• [WRITTEN TASK]: The lines to extract begin at the one containing "Point to the blurred vegetation, one" and run to the end of the listing; set them down exactly and alone.

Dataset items
________________________________________
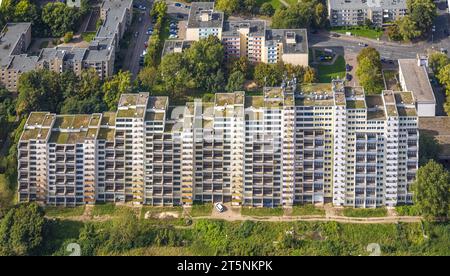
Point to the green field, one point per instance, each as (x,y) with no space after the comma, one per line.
(247,238)
(63,212)
(261,212)
(200,210)
(364,213)
(88,36)
(307,210)
(328,72)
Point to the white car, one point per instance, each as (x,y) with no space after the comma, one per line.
(219,207)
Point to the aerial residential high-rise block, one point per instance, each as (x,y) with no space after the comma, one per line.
(320,143)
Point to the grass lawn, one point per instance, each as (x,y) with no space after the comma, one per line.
(361,31)
(307,210)
(365,213)
(407,210)
(64,212)
(328,72)
(200,210)
(261,212)
(88,36)
(156,210)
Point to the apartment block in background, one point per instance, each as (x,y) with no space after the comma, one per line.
(15,38)
(356,12)
(243,38)
(99,55)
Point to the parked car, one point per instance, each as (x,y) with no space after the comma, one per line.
(219,207)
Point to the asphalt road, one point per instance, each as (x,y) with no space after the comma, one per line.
(136,48)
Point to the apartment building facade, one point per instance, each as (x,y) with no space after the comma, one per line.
(320,144)
(99,55)
(243,38)
(356,12)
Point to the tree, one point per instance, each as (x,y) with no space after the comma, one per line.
(429,148)
(432,190)
(369,70)
(268,74)
(267,9)
(407,28)
(159,9)
(147,77)
(68,37)
(309,76)
(21,230)
(422,13)
(236,81)
(320,15)
(25,12)
(59,18)
(393,32)
(175,76)
(301,15)
(437,61)
(116,86)
(39,90)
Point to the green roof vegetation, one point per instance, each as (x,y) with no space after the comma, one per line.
(95,119)
(130,113)
(37,118)
(404,111)
(254,101)
(106,134)
(391,110)
(108,118)
(30,134)
(376,115)
(315,87)
(328,72)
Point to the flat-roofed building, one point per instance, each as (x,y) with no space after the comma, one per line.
(357,12)
(15,39)
(99,55)
(316,144)
(243,38)
(204,21)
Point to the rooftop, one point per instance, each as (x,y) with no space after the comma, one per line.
(202,15)
(364,4)
(253,27)
(9,37)
(294,40)
(135,99)
(416,80)
(438,128)
(223,99)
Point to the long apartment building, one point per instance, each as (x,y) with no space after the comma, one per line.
(321,144)
(15,39)
(356,12)
(249,38)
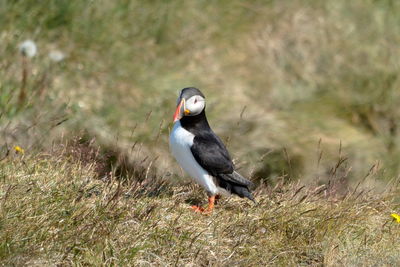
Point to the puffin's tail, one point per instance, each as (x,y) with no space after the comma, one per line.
(236,184)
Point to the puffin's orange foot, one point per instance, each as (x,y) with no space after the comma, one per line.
(209,209)
(197,209)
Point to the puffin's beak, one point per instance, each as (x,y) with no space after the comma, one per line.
(180,110)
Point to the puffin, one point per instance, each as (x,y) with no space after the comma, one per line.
(201,153)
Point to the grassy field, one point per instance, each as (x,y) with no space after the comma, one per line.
(304,93)
(56,210)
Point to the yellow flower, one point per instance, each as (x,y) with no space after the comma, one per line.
(19,150)
(396,217)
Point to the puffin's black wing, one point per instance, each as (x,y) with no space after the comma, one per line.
(211,154)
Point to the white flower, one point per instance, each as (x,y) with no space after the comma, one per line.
(56,55)
(28,48)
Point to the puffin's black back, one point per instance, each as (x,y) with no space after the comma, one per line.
(211,153)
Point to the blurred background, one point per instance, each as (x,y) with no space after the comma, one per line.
(296,89)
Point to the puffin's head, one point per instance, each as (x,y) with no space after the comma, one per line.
(191,102)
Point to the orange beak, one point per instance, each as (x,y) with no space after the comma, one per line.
(179,112)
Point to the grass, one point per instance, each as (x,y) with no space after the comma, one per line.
(300,70)
(288,84)
(55,209)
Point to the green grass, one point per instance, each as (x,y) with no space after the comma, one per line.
(55,210)
(301,70)
(303,93)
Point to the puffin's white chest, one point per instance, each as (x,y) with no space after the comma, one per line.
(180,141)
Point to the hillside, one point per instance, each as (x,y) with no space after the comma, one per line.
(55,210)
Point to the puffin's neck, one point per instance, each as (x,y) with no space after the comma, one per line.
(196,124)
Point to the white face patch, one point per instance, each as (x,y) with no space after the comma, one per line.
(195,105)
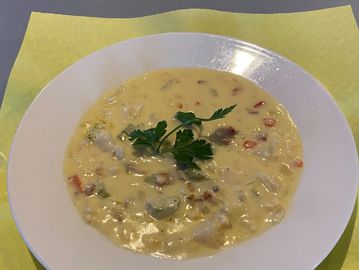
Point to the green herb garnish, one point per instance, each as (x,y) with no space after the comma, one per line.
(186,148)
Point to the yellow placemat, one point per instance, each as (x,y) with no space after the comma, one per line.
(324,42)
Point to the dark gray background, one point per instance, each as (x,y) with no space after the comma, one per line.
(14,15)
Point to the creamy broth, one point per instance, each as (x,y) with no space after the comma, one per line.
(151,205)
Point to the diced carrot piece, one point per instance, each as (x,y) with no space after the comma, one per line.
(236,91)
(249,144)
(258,104)
(269,122)
(75,180)
(298,163)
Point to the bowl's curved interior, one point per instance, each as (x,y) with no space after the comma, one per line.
(57,236)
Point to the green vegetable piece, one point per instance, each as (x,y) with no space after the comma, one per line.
(158,179)
(195,175)
(163,208)
(149,137)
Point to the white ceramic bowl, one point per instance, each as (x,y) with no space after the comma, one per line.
(53,230)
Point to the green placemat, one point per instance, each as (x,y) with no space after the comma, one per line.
(324,42)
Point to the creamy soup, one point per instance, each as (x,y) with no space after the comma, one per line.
(242,172)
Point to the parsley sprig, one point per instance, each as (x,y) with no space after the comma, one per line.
(185,148)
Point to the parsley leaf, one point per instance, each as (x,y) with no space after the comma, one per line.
(186,148)
(221,113)
(149,137)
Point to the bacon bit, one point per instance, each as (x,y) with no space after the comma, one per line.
(99,171)
(236,91)
(250,111)
(258,104)
(298,163)
(190,186)
(207,195)
(249,144)
(269,122)
(75,180)
(90,189)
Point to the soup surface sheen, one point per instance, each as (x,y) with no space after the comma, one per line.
(149,204)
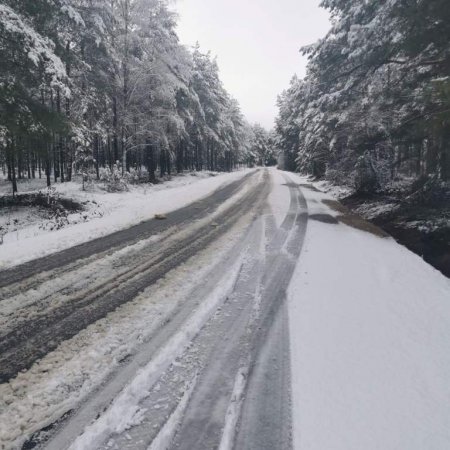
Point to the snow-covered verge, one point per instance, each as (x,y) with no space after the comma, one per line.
(33,235)
(65,377)
(416,217)
(370,333)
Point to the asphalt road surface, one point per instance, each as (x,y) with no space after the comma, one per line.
(219,374)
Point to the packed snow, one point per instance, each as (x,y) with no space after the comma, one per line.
(109,212)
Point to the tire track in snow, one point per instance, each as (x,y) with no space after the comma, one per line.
(32,340)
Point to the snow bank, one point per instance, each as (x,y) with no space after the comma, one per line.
(370,330)
(118,211)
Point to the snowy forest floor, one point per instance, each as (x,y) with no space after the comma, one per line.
(40,221)
(422,226)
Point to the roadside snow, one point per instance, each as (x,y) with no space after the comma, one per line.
(117,211)
(370,339)
(64,378)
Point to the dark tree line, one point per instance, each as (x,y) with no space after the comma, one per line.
(92,84)
(375,102)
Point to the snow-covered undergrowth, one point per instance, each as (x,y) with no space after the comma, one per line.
(370,333)
(30,237)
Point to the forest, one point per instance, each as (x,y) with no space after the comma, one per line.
(375,103)
(105,89)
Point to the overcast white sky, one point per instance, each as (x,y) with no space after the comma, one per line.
(257,43)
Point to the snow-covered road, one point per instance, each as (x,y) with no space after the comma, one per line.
(262,316)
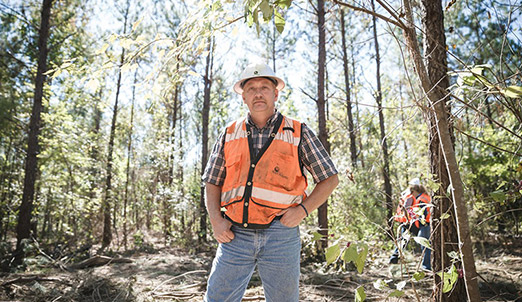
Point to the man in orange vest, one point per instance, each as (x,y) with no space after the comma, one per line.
(414,214)
(255,193)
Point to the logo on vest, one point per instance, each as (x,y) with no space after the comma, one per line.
(278,172)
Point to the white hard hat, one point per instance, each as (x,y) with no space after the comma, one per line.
(415,182)
(258,70)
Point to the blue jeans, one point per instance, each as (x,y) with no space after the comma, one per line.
(276,251)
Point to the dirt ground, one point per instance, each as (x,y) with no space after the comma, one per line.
(178,275)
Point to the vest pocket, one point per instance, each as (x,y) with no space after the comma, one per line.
(281,171)
(233,168)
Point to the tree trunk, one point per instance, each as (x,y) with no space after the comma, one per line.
(322,212)
(202,235)
(129,156)
(23,228)
(384,145)
(349,114)
(443,154)
(108,200)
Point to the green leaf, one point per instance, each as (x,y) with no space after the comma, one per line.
(444,216)
(498,195)
(512,92)
(279,22)
(283,3)
(418,276)
(396,293)
(380,284)
(266,9)
(422,241)
(401,285)
(360,295)
(449,278)
(332,253)
(350,254)
(361,258)
(316,236)
(454,255)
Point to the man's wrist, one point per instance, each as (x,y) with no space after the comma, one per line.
(304,208)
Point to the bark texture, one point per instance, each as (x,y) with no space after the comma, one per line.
(321,104)
(23,227)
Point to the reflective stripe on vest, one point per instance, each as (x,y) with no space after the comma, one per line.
(258,187)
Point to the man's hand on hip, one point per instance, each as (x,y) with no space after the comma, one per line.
(221,230)
(292,216)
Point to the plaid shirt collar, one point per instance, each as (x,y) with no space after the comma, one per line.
(268,124)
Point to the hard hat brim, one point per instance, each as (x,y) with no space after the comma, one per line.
(238,89)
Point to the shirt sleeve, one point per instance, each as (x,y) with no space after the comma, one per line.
(215,171)
(314,156)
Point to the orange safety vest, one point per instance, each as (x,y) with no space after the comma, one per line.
(405,214)
(422,201)
(257,187)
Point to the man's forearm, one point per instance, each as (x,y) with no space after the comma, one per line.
(320,193)
(213,201)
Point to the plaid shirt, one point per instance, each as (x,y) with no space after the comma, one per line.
(312,153)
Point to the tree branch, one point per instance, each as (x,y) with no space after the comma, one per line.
(364,10)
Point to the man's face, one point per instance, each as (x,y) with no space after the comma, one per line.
(260,94)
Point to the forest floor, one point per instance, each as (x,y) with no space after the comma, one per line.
(167,274)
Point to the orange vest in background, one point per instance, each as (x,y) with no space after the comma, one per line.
(401,214)
(258,187)
(408,213)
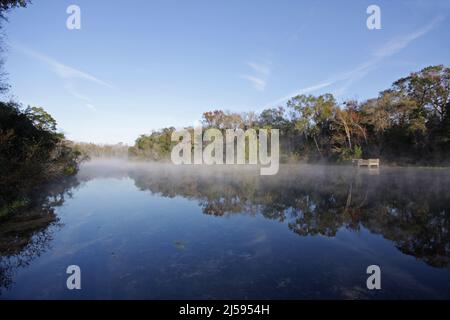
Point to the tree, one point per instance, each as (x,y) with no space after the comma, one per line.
(313,117)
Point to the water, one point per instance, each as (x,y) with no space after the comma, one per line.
(141,231)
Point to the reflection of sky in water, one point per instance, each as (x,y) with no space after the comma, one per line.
(134,244)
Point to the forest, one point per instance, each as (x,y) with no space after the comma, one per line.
(33,153)
(407,124)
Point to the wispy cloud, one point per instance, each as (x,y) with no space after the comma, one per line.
(259,81)
(259,68)
(64,72)
(351,76)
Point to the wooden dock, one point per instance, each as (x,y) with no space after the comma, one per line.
(368,163)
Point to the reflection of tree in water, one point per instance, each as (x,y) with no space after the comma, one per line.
(25,235)
(408,207)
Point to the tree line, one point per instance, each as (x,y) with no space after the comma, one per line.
(409,123)
(33,153)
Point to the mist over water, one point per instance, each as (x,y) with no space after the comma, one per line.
(159,231)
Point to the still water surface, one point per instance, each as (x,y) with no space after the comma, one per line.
(142,231)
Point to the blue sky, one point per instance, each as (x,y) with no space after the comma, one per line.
(140,65)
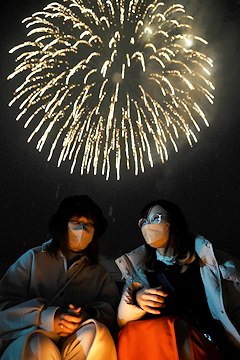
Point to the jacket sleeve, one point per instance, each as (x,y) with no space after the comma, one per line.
(231,292)
(104,307)
(17,310)
(127,311)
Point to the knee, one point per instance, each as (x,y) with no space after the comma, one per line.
(40,347)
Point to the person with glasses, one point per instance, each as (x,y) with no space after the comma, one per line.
(182,298)
(57,301)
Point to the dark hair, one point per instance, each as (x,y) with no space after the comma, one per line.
(77,205)
(183,240)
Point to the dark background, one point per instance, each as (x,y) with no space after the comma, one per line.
(203,180)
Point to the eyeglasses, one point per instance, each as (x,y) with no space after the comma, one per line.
(74,224)
(153,219)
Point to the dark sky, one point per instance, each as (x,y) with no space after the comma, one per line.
(203,180)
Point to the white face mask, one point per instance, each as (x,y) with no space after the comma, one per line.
(156,235)
(79,235)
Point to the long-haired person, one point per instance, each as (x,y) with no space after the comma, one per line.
(182,298)
(57,301)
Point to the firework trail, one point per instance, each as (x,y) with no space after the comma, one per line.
(111,78)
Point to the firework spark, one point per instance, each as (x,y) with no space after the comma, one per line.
(108,78)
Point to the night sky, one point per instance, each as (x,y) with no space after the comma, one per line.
(203,180)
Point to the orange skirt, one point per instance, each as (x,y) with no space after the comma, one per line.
(156,339)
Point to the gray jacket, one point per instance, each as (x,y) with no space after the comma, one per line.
(221,278)
(29,286)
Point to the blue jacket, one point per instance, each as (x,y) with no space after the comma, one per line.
(221,278)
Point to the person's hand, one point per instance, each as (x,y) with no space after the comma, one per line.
(67,321)
(150,299)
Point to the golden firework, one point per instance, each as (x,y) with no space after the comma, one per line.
(109,78)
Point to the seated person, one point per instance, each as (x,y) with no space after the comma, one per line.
(57,301)
(181,299)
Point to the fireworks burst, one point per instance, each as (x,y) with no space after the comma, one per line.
(111,78)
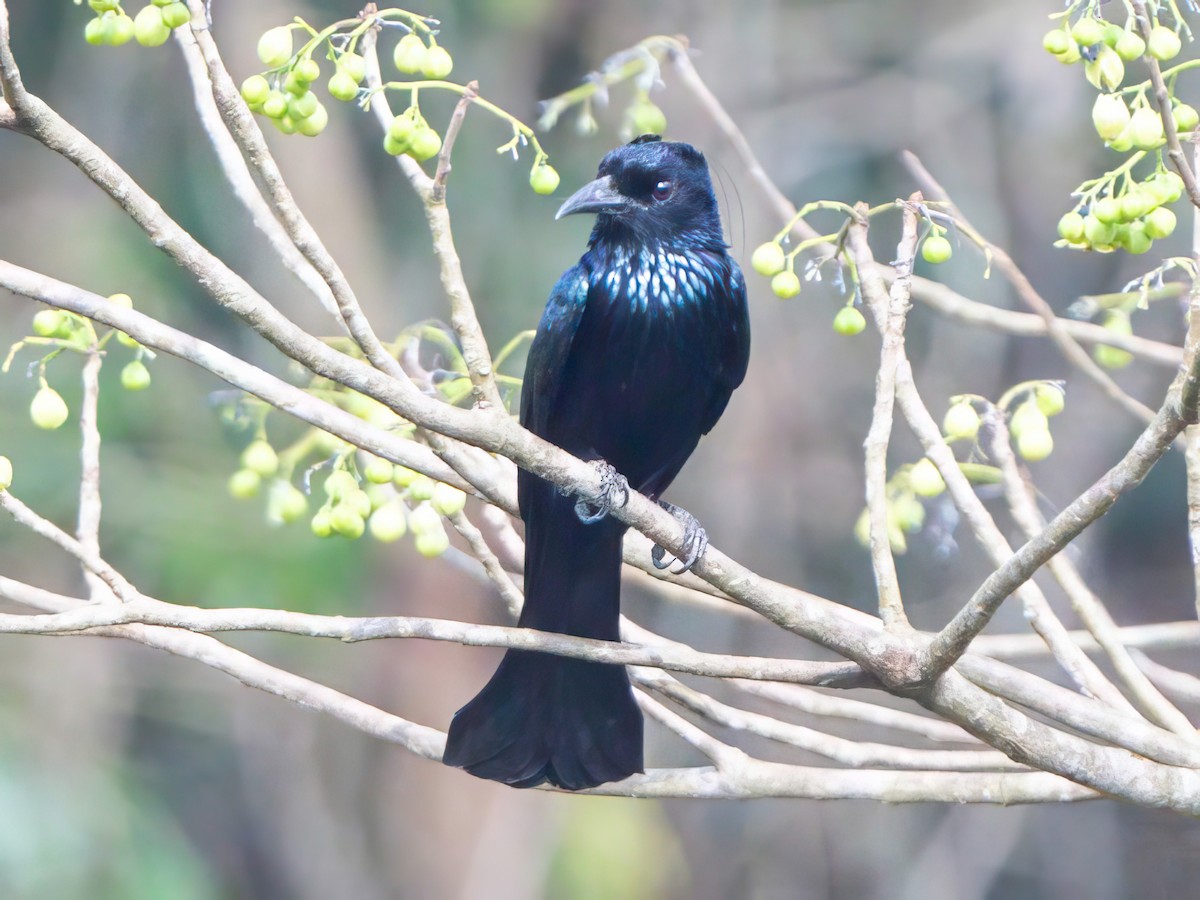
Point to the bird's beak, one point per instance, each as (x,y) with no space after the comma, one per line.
(599,196)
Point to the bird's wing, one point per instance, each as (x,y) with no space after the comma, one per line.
(547,359)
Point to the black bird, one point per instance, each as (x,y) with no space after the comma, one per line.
(640,347)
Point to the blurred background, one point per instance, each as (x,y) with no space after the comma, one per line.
(126,773)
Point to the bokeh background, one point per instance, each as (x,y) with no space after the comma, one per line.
(125,773)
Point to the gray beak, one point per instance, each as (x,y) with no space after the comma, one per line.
(599,196)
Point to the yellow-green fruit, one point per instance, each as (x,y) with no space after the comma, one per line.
(1163,43)
(255,90)
(437,63)
(175,15)
(961,421)
(346,521)
(1110,115)
(259,456)
(275,47)
(785,285)
(286,503)
(1159,223)
(342,87)
(244,484)
(1071,227)
(425,144)
(315,123)
(389,522)
(544,179)
(924,479)
(1050,399)
(48,411)
(768,258)
(149,28)
(849,322)
(377,471)
(448,499)
(936,249)
(135,376)
(409,54)
(432,544)
(1035,445)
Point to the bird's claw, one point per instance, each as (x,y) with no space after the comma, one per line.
(695,541)
(613,495)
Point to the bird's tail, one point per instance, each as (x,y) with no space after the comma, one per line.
(545,718)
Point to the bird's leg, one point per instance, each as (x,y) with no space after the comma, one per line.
(695,540)
(613,495)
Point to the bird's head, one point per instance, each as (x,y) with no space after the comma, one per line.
(651,191)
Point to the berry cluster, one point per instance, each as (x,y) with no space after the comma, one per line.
(1119,210)
(60,330)
(150,28)
(363,493)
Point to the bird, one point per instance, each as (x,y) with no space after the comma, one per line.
(635,358)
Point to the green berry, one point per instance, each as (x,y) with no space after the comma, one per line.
(785,285)
(1129,46)
(936,249)
(275,47)
(259,456)
(849,321)
(1110,115)
(255,90)
(426,144)
(389,522)
(437,63)
(924,479)
(175,15)
(448,499)
(135,376)
(1163,43)
(768,258)
(1159,223)
(409,54)
(1035,445)
(347,521)
(244,484)
(961,421)
(1071,228)
(342,87)
(48,411)
(544,179)
(149,29)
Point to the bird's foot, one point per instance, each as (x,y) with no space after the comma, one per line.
(695,541)
(613,495)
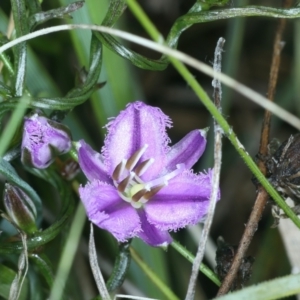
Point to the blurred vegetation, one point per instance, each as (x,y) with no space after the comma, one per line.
(53,70)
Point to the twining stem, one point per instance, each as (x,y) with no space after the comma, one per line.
(262,195)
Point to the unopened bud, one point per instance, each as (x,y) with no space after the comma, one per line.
(20,208)
(43,140)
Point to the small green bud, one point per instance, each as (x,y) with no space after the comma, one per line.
(20,208)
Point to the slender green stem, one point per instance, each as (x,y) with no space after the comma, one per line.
(190,257)
(152,276)
(13,124)
(275,289)
(68,253)
(190,79)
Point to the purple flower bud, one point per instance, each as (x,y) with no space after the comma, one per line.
(43,139)
(20,208)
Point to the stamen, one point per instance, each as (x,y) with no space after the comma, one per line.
(132,161)
(118,171)
(143,166)
(164,179)
(136,197)
(153,192)
(124,183)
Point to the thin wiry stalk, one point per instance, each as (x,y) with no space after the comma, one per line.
(95,267)
(196,64)
(216,175)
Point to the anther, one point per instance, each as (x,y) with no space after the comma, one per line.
(124,183)
(118,171)
(153,191)
(137,196)
(143,166)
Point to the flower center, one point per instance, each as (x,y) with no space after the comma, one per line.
(129,184)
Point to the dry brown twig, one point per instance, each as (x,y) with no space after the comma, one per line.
(262,196)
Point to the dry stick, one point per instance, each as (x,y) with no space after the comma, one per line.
(262,196)
(216,176)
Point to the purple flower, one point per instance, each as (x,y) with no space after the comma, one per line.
(43,139)
(139,186)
________________________________________
• [RESULT FOR THIS TASK]:
Point to the blurred vegetation, one point per instance, each as (x,y) with no space after the comma, one per line.
(53,70)
Point to the twining stem, one point per instance, each as (x,y) with no space after the comma, one per line.
(262,195)
Point to the unopened bud, one point per instance, each as (x,y) with no space after the comma, one per line.
(20,208)
(43,140)
Point to the small green bud, one point per instance, each as (x,y) with no space after the comma, one per line.
(20,208)
Point to the slender green stem, one point per instance, each as (x,y) with no space after the comma, one per line.
(190,257)
(152,276)
(13,124)
(275,289)
(68,253)
(190,79)
Point to the purple flower bud, one point per instance, each as (x,y) with no space after the comma, one per line.
(43,139)
(20,208)
Point to the stamen, one point per instance, each as (x,y) with no space after the comma, one per line.
(132,161)
(118,171)
(143,166)
(164,179)
(136,197)
(153,192)
(124,183)
Point to the thin wiry stalk, one point per instance, each as (x,y) with no space after the comma, one per line.
(95,267)
(196,64)
(216,175)
Point to the anther, one point per instance, each as (x,y) with no space after the comma, one per line.
(124,183)
(118,171)
(153,191)
(137,196)
(143,166)
Point to the flower center, one point per instance, each as (x,y) with no space after the comma, one per line.
(129,184)
Point to the dry brown twig, one point per instance, each as (x,y) with no space after the comma, one per line.
(262,196)
Point to the dry stick, one point per instance, each as (x,y) with no space after the comma, one per line.
(262,196)
(216,176)
Point to the purple flower, one point per instance, each as (x,y) with no space after the comma, one per line.
(43,139)
(139,186)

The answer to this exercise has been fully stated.